» **Your goal**:
Write out the records below word for word, please.

» **Entries shown**:
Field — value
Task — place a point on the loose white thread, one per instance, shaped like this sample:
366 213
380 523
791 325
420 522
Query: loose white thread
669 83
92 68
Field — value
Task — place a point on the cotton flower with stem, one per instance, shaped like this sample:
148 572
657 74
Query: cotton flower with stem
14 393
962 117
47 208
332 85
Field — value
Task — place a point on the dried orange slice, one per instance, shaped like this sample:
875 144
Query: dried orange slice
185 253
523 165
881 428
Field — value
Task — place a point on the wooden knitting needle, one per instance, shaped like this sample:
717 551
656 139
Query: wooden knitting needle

» **Answer in full**:
Field — value
Task — place a point on the loose white thread, one per instance, shaped like this sample:
366 213
380 523
791 325
420 522
Query: loose white thread
669 83
92 68
Field — value
Task — place a point on the cotton flower with stem, one per instance, shaped like this sample:
148 572
657 74
Query: cotton flower with stem
14 393
962 117
47 208
332 85
Field — value
Task — place a point on the dried orange slice, one per instance, shaped like this sample:
875 144
Query: dried orange slice
185 253
523 165
881 428
Field — value
Task — place a point on the wooden knitting needle, one per instance, shaped like this sample:
717 551
656 139
Query: wooden knitting needle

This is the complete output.